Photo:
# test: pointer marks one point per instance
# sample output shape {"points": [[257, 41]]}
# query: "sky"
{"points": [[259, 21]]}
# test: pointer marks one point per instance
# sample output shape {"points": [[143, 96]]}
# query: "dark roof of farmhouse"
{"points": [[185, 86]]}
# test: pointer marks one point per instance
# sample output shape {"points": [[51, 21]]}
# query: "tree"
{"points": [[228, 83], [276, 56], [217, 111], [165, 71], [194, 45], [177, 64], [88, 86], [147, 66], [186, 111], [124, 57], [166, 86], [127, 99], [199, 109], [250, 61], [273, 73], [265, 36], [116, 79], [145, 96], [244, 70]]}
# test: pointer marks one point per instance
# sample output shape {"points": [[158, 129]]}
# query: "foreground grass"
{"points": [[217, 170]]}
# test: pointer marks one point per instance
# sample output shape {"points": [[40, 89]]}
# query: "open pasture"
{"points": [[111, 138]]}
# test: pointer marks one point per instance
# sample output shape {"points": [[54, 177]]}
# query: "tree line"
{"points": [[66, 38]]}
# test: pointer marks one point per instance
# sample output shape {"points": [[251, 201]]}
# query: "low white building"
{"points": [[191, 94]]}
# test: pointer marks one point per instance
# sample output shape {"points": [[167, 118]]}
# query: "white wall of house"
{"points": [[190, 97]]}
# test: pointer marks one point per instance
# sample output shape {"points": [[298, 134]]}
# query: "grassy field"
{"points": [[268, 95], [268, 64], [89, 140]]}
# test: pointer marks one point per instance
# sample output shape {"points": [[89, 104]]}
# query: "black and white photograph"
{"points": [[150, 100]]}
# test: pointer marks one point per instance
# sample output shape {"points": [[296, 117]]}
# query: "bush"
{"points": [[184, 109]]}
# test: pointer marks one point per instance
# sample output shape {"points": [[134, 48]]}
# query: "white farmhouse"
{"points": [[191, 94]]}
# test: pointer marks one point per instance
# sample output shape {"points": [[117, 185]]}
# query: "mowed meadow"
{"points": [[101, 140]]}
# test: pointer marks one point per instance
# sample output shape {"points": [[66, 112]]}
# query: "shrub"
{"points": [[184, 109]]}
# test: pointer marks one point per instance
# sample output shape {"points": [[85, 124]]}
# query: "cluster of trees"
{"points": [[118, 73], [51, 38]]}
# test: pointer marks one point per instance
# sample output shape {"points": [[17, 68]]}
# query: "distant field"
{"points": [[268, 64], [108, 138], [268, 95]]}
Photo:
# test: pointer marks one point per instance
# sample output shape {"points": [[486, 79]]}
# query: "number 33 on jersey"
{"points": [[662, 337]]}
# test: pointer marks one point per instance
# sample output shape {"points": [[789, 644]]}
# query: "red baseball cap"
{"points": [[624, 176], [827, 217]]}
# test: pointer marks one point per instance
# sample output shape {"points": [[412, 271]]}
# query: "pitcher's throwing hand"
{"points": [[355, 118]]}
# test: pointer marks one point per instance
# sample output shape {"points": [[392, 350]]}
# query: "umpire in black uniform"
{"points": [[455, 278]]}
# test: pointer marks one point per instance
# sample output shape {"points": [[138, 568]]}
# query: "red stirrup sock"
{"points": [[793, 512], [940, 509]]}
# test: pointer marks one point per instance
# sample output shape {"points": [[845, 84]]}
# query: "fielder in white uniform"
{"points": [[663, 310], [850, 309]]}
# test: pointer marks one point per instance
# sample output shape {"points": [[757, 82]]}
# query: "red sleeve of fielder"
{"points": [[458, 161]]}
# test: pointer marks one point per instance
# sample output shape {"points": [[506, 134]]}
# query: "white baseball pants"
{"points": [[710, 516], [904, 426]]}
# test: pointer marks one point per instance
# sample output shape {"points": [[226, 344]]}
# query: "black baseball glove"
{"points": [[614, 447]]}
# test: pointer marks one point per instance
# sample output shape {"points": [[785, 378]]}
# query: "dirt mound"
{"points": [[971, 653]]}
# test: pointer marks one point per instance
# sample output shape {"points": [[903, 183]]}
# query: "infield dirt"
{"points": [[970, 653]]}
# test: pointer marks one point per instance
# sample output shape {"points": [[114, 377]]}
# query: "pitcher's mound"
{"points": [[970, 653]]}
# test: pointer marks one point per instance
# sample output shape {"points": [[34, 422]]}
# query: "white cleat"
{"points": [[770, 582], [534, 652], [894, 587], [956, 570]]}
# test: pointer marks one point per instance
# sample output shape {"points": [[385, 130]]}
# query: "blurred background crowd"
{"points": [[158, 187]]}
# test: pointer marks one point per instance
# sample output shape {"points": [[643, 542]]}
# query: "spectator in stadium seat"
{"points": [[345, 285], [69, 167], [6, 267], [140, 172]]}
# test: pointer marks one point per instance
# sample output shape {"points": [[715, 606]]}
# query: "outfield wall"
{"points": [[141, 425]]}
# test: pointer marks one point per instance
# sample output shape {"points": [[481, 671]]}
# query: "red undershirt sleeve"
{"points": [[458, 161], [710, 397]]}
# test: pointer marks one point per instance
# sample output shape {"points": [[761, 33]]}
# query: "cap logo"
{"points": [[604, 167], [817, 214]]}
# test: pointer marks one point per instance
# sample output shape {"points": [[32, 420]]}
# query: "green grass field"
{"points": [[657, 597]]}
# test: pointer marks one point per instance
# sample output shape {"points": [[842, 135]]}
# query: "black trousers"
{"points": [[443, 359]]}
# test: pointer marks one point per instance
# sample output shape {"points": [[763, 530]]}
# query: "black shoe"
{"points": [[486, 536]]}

____________

In full and word for word, write out the data above.

Result of this task:
Photo:
# test: pointer marks one point per instance
# sample output shape {"points": [[257, 41]]}
# query: "sky"
{"points": [[259, 21]]}
# test: pointer marks one point per instance
# sample output shape {"points": [[143, 96]]}
# query: "dark roof of farmhouse"
{"points": [[185, 86]]}
# test: pointer marks one point per instance
# sample output shape {"points": [[51, 21]]}
# query: "tree"
{"points": [[228, 83], [276, 56], [217, 111], [165, 71], [194, 45], [177, 64], [88, 86], [147, 66], [186, 111], [124, 57], [166, 86], [127, 99], [199, 109], [250, 61], [273, 73], [265, 36], [116, 79], [145, 96], [244, 70]]}
# test: pointer marks one point per instance
# sample output shape {"points": [[158, 129]]}
# query: "foreground grass"
{"points": [[217, 170]]}
# test: pointer marks one point per instance
# sample output shape {"points": [[40, 89]]}
# query: "open pasture"
{"points": [[111, 138]]}
# test: pointer marks one point per instance
# sample output shape {"points": [[54, 177]]}
# query: "tree line"
{"points": [[66, 38]]}
# test: pointer marks one point per instance
# sample output shape {"points": [[251, 201]]}
# query: "low white building"
{"points": [[191, 94]]}
# test: pointer marks one point per instance
# sample output shape {"points": [[167, 118]]}
# query: "white wall of house"
{"points": [[190, 97]]}
# test: pointer marks one point per instance
# sample output shape {"points": [[298, 134]]}
# query: "grassy field"
{"points": [[268, 95], [268, 64], [89, 140]]}
# test: pointer marks one point per instance
# sample output shape {"points": [[89, 104]]}
# query: "black and white photograph"
{"points": [[150, 100]]}
# test: pointer marks one point per instance
# sample output shape {"points": [[296, 117]]}
# query: "bush"
{"points": [[184, 109]]}
# test: pointer marks one point per instance
# sample output shape {"points": [[134, 48]]}
# query: "white farmhouse"
{"points": [[191, 94]]}
# test: pointer marks one point per instance
# sample output shape {"points": [[117, 185]]}
# query: "mowed meadow"
{"points": [[101, 140]]}
# test: pointer marks one point per instance
# sample output shape {"points": [[66, 112]]}
# query: "shrub"
{"points": [[184, 109]]}
# test: pointer marks one point per instance
# sample output shape {"points": [[85, 124]]}
# query: "cluster of trees"
{"points": [[118, 73], [51, 38]]}
# test: pointer marks one point per instance
# sample output shape {"points": [[17, 68]]}
# query: "distant field"
{"points": [[268, 64], [108, 138], [268, 95]]}
Photo:
# test: pointer marks one point per instance
# sample output shape {"points": [[486, 79]]}
# query: "number 33 on jersey"
{"points": [[662, 337]]}
# test: pointer marks one point per instance
# sample output shape {"points": [[789, 644]]}
# query: "red baseball cap"
{"points": [[624, 176], [827, 217]]}
# test: pointer marks one point per instance
# sample output shape {"points": [[412, 271]]}
# query: "pitcher's throwing hand"
{"points": [[355, 118]]}
# test: pointer marks one point per instance
# sample output shape {"points": [[392, 350]]}
# query: "umpire in black uniform"
{"points": [[455, 278]]}
# test: pointer marks one point per instance
# sample output shape {"points": [[138, 568]]}
# query: "red stirrup sock"
{"points": [[793, 512], [940, 509]]}
# test: pointer marks one point per instance
# sample output shape {"points": [[845, 84]]}
# query: "fielder in white uniform"
{"points": [[663, 310], [850, 309]]}
# test: pointer marks one point per instance
# sample output shape {"points": [[757, 82]]}
# query: "red sleeve of fielder"
{"points": [[458, 161]]}
# test: pointer marks one point per instance
# sample output shape {"points": [[506, 134]]}
# query: "white baseball pants"
{"points": [[710, 516], [904, 426]]}
# test: pointer marks one point per instance
# sample output shape {"points": [[226, 344]]}
# query: "black baseball glove"
{"points": [[614, 447]]}
# test: pointer marks one point per instance
# sample output shape {"points": [[785, 378]]}
# query: "dirt mound"
{"points": [[971, 653]]}
# test: pointer marks one point per instance
# sample output shape {"points": [[903, 183]]}
# query: "infield dirt"
{"points": [[970, 653]]}
# test: pointer marks one point per instance
# sample output shape {"points": [[114, 377]]}
# query: "pitcher's mound"
{"points": [[970, 653]]}
# test: pointer marks one point per instance
# sample output shape {"points": [[34, 422]]}
# query: "white cleat"
{"points": [[770, 582], [534, 652], [894, 587], [956, 570]]}
# test: pointer marks one point per instance
# sample output shape {"points": [[385, 130]]}
# query: "blurred background crowd"
{"points": [[158, 187]]}
# test: pointer marks one point per instance
# sample output shape {"points": [[643, 542]]}
# query: "spectator in stadium seat"
{"points": [[345, 285], [69, 167], [6, 267], [140, 172]]}
# test: pointer marks one point per instance
# sample output shape {"points": [[715, 606]]}
# query: "outfield wall"
{"points": [[141, 425]]}
# test: pointer marks one point per instance
# sample output shape {"points": [[481, 671]]}
# query: "red undershirt sleeve"
{"points": [[458, 161], [710, 397]]}
# test: pointer marks one point per instance
# sample output shape {"points": [[761, 33]]}
# query: "cap logo"
{"points": [[604, 167], [817, 214]]}
# test: pointer marks one point per instance
# sample output shape {"points": [[32, 420]]}
# query: "green grass field"
{"points": [[657, 597]]}
# test: pointer marks one point per instance
# sample output shape {"points": [[842, 135]]}
# query: "black trousers"
{"points": [[443, 359]]}
# test: pointer marks one point per instance
# sample output shape {"points": [[763, 530]]}
# query: "black shoe"
{"points": [[486, 536]]}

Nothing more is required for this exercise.